— Begin Record list —

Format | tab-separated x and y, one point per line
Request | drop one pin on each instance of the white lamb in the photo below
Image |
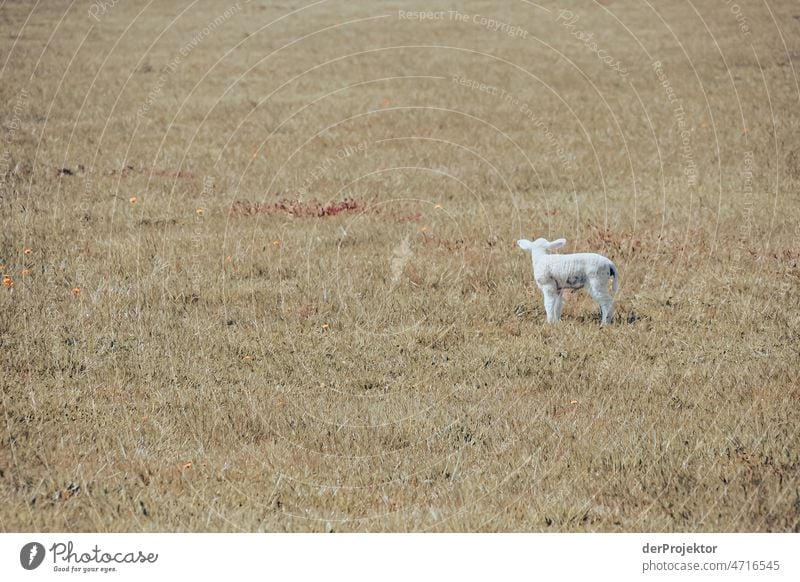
554	273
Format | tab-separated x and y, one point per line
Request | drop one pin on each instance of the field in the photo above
260	273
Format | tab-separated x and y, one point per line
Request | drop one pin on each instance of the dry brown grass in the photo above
191	344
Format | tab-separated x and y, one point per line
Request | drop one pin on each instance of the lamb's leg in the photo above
550	296
559	305
599	291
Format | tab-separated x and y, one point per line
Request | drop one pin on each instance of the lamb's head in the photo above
540	245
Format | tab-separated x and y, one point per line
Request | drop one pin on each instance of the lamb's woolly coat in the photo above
554	273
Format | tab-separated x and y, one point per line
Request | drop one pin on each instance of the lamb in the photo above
554	273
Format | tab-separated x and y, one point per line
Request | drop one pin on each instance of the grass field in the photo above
260	270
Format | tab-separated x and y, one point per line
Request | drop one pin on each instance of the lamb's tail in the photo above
613	272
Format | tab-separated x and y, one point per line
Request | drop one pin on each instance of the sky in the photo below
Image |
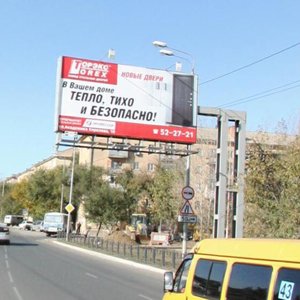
246	55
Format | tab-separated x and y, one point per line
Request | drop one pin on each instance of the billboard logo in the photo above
90	70
79	67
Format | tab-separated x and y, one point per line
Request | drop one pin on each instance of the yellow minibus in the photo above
237	269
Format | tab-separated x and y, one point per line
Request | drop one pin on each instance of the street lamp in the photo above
169	51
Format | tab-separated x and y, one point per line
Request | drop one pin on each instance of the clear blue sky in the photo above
222	36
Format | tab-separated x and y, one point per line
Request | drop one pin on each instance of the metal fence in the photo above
161	257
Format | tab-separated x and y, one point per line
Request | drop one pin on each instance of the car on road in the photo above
37	225
4	234
26	225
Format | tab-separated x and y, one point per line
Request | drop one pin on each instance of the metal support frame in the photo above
222	192
222	189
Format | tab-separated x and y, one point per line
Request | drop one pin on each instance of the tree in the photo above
272	191
135	189
165	195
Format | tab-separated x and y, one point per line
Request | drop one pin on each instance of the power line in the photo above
251	64
261	95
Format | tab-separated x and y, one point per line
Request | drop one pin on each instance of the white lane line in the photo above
91	275
17	293
145	297
10	277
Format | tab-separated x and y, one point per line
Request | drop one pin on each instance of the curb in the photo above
112	258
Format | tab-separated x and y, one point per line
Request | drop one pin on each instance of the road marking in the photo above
91	275
17	293
145	297
10	277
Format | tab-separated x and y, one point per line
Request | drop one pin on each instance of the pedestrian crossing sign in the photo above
187	209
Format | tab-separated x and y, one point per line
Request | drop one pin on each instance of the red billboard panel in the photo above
106	99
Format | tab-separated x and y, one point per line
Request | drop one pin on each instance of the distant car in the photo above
4	234
26	225
37	226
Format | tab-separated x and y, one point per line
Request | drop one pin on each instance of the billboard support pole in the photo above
71	190
187	183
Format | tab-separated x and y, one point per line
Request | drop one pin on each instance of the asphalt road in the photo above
34	267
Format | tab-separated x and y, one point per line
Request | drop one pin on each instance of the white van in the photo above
55	222
12	220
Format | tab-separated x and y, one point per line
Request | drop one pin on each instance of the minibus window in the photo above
181	275
208	278
249	282
287	285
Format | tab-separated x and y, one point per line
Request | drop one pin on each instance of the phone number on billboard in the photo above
176	133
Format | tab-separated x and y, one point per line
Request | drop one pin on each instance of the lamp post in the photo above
169	51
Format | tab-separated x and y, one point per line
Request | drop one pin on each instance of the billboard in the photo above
107	99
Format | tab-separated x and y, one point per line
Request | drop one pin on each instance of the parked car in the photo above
4	234
37	225
26	225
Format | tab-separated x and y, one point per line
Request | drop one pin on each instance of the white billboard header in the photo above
106	99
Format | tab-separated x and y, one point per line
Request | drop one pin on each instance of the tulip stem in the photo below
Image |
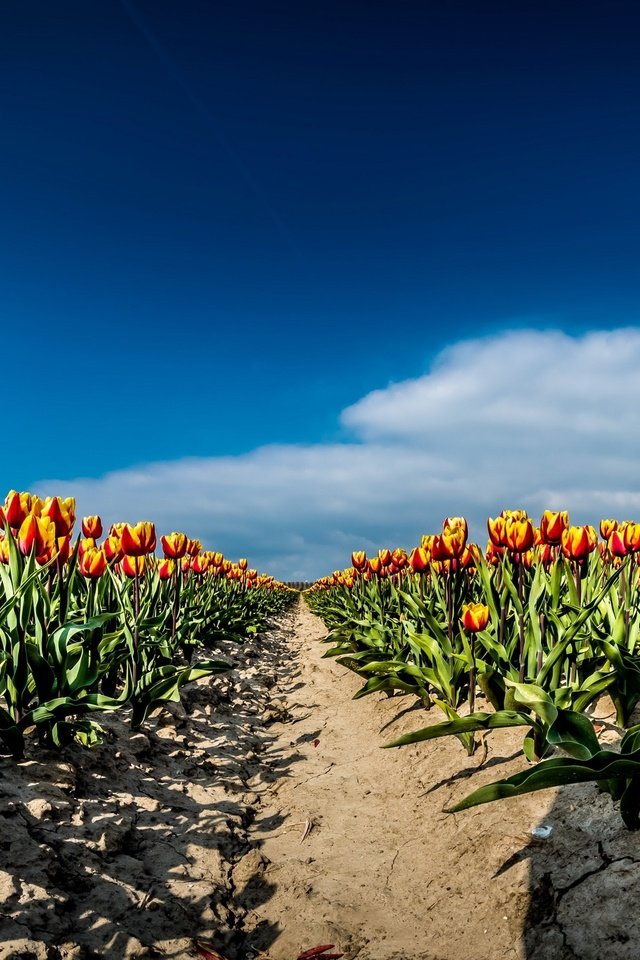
472	675
521	673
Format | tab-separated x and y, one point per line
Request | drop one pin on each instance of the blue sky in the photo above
224	224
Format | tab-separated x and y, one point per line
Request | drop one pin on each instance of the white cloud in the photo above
530	418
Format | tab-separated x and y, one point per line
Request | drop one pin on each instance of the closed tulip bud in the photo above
36	534
93	563
607	527
518	535
419	559
174	545
61	512
475	616
194	547
579	542
113	549
165	569
92	527
138	540
551	526
17	506
359	559
616	545
133	565
496	531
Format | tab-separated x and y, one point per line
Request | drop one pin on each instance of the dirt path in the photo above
266	819
356	850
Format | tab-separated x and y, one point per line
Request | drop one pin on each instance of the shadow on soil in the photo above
139	847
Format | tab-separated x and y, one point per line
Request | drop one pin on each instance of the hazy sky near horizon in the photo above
300	278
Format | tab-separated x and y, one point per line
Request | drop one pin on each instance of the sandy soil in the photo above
266	819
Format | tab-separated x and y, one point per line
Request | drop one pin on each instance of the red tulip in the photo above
551	526
93	563
133	565
359	559
139	539
165	569
475	616
37	534
419	559
61	512
174	545
579	542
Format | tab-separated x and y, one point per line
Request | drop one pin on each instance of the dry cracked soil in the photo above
262	818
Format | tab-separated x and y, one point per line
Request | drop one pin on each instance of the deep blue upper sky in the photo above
222	222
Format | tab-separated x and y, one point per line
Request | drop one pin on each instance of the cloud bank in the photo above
533	419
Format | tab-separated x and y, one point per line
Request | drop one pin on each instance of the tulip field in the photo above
89	626
539	626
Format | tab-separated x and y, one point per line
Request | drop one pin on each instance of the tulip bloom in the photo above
165	569
92	527
18	506
133	565
518	534
201	565
551	526
93	563
359	559
139	539
631	536
419	559
450	544
37	534
496	531
475	616
194	547
61	512
174	545
616	545
399	558
579	542
113	549
493	553
63	547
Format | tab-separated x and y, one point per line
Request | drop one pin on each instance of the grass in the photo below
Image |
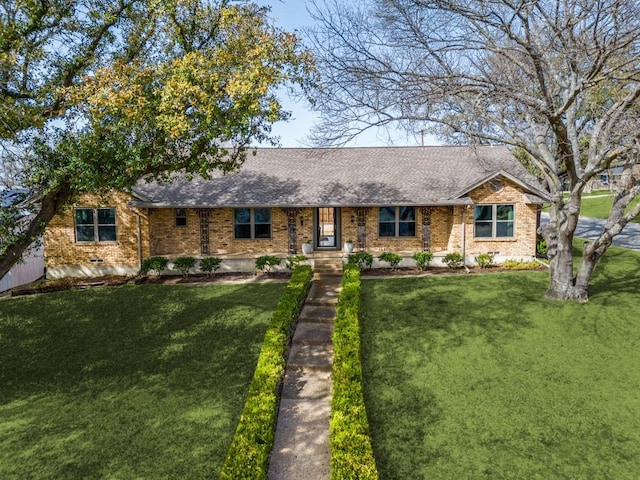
127	382
479	377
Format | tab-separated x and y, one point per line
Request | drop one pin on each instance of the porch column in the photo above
204	213
361	235
292	228
426	228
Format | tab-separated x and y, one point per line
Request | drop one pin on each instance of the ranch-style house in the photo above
470	200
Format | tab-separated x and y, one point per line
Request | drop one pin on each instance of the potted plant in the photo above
348	246
307	247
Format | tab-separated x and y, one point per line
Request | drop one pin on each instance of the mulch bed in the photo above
47	286
412	271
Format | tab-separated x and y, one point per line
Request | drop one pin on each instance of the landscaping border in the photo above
248	454
351	451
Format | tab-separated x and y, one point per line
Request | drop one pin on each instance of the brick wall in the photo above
440	231
171	240
63	252
160	235
523	243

— End Record list —

◆ Problem to work on
In your copy of the listing above, reproduce each line exactly and omit all pictures.

◆ Result of the exercise
Format | tab-separated x and y, one point per line
Request | drop one pin on each instance of the white lamb in the photo below
Image |
554	273
Format | tab-separated x and y, one point per line
Request | drop one pin on each instance of the field in the photo above
260	273
Format | tab-separated x and y, one point per line
Request | drop one pin on each instance of the dry brown grass in the photo above
191	344
Format | tab-separated x and y, one point per line
Request | drop one pin on each instance of the lamb's leg in the photo above
550	296
559	305
599	291
Format | tab-separated x and y, one point per line
Request | drop one pin on each instance of the lamb's head in the photo above
540	245
Format | tab-separated x and y, one point per line
Request | drop one pin on each instance of the lamb's woolly coat in the photo above
554	273
Format | tab-separated x and y, one point per line
Request | drop one pin on each instance of the lamb in the photo above
554	273
Format | tab-separated x and y, one point per line
Request | drop one pin on each instance of the grass field in the photo above
260	270
Format | tab-separated x and y, one point per line
Request | drop one pin on each instance of the lamb's tail in the photo above
613	272
Format | tab-separated x and y, one point per line
Request | drop one pin on each instance of the sky in the photo below
Image |
246	55
Format | tab-separated x and y, one point per line
Request | drop one pin on each instance of the billboard logo in the photo above
90	70
79	67
Format | tab-separated x and y, one point per line
Request | drop one pin on each instance of the yellow minibus in the photo above
237	269
Format | tab-separated x and y, one point per line
Request | drop one pin on each instance of the street lamp in the photo above
169	51
Format | tab-separated x and y, one point per line
Request | drop one pin on each instance of the clear blue sky in the photo above
222	36
Format | tab-separated x and y, one point per line
Request | drop one pin on each instance of the metal fence in the photo above
161	257
Format | tab-separated x and y, one point per line
Request | drop one pin on each instance of the car on road in the photo above
37	225
4	234
26	225
Format | tab-separated x and y, one point per line
Request | drop one pin on each instance of the metal support frame in the photo above
222	192
222	189
Format | tab-separated x and y, one point per line
Request | drop one pin on each instance of the tree in the photo above
272	191
135	189
165	195
Format | tab-separated x and y, one point per line
Request | drop one pin on each instance of the power line in the photo above
251	64
261	95
Format | tab-separated x and y, one point per line
Request | drop one pin on each instance of the white lane line in the photo above
91	275
17	293
145	297
10	277
Format | tab-separated x and y, one point per line
Request | drop one pin on each instance of the curb in the photo above
112	258
Format | tab-separated x and y, one point per line
Request | drop one pin on each instance of the road marking in the photo above
91	275
17	293
145	297
10	277
Format | tab-separated x and y, one point per line
Request | drop one pin on each instance of the pedestrian crossing sign in the photo above
187	209
Format | tab-separated x and y, one point per line
Request | drop one pin on each instance of the red billboard panel in the photo above
106	99
Format | tab-separated x and y, one point per line
Request | drop one pin on each instance of the distant car in the photo above
4	234
26	225
37	226
Format | tab-separated x and y, one point per line
Request | drop one pin on each instance of the billboard support pole in the photo above
71	190
187	183
Format | tab-separated x and y, one point per line
Request | drop one pin on each instance of the asphalt road in the photo above
34	267
Format | tab-separated x and y, one point per line
Request | drop one pin on each instance of the white van in the photo above
55	222
12	220
Format | tab-separated x and y, one point per line
Request | drop one pin on each instance of the minibus window in the photo above
181	275
208	278
249	282
287	285
Format | tab-separated x and y, one point per line
Request | drop one pin on each instance of the phone number on billboard in the photo above
176	133
Format | tab-separated x and y, one point per line
Request | drop one pin on each instance of the lamp post in the photo above
169	51
Format | tab-separated x and y, one point per line
Request | drop one pin on each instance of the billboard in the photo above
107	99
Format | tab-separated x and y, one point per line
Request | drop one pin on each instance of the parked car in the photo above
4	234
37	225
26	225
Format | tab-separated x and y, one point per line
Request | drop one pin on each instance of the white billboard header in the photo above
106	99
Format | tab-separated x and y, one point per line
Request | drop one pin on each instance of the tulip stem in the photo below
Image |
472	675
521	673
Format | tab-separated x and y, one point per line
Request | drop one pin on each instance of the blue sky in the photo above
224	224
Format | tab-separated x and y, one point per line
Request | drop one pin on each instance of the white cloud in the photo above
530	418
Format | tab-separated x and y, one point per line
Request | drop one pin on each instance of the closed tulip bud in the photo above
36	534
93	563
607	527
518	535
419	559
174	545
61	512
475	616
194	547
579	542
113	549
165	569
92	527
138	540
551	526
17	506
359	559
616	545
133	565
496	531
Format | tab-separated x and y, one point per line
Request | drop one pin on each instance of the dirt path in the photo above
266	819
356	850
Format | tab-separated x and y, one point per line
Request | drop one pin on each instance of the shadow on soil in the photo above
139	847
Format | tab-separated x and y, one point per line
Request | drop one pin on each instance of the hazy sky near horizon in the photo above
300	278
Format | tab-separated x and y, one point per line
Request | drop one pin on each instance of the sandy soil in the photo above
266	819
Format | tab-separated x and y, one point per line
Request | drop one pin on each instance of the red tulip in the photo above
551	526
93	563
133	565
359	559
139	539
165	569
475	616
37	534
419	559
61	512
174	545
579	542
Format | tab-separated x and y, one point per line
Request | drop one pin on each instance of the dry cracked soil in the photo above
262	818
Format | tab-separated x and y, one point per line
Request | drop one pin on each instance of the deep blue upper sky in the photo above
222	222
Format | tab-separated x and y, one point per line
Request | drop one pin on each instance of the cloud bank in the photo above
533	419
Format | tab-separated x and y, one point per line
Request | drop one pin on each instance of the tulip field in the photo above
89	626
539	626
Format | tab-separated x and y, one point per line
Request | drop one pin on each instance of the tulip bloom in the photo above
165	569
92	527
18	506
133	565
518	534
201	565
551	526
93	563
359	559
139	539
631	536
419	559
450	544
37	534
496	531
475	616
194	547
61	512
174	545
616	545
399	558
579	542
113	549
493	553
63	547
Format | tab-separated x and y, one point per line
Request | drop one pin on each instance of the grass in the photo below
Image |
127	382
479	377
Format | tab-separated x and y, one point per line
Request | drop one pin on each instance of the porch column in the photo above
204	213
361	235
292	228
426	228
Format | tab-separated x and y, one point per line
Request | drop one pin on each instance of the ranch-style house in the photo above
470	200
Format | tab-separated x and y, one point per line
Request | drop one pin on each instance of the potted plant in the photo above
348	246
307	247
Format | tab-separated x and y, one point per line
Request | drop one pin on each instance of the mulch bed in the photo above
47	286
412	271
Format | tab-separated x and y, one point per line
Request | drop one pin on each instance of the landscaping border in the photo above
248	454
351	451
Format | tab-separated x and y, one point per line
Request | drop one pin on each instance of the brick wall in the photo above
440	231
171	240
63	252
160	235
523	243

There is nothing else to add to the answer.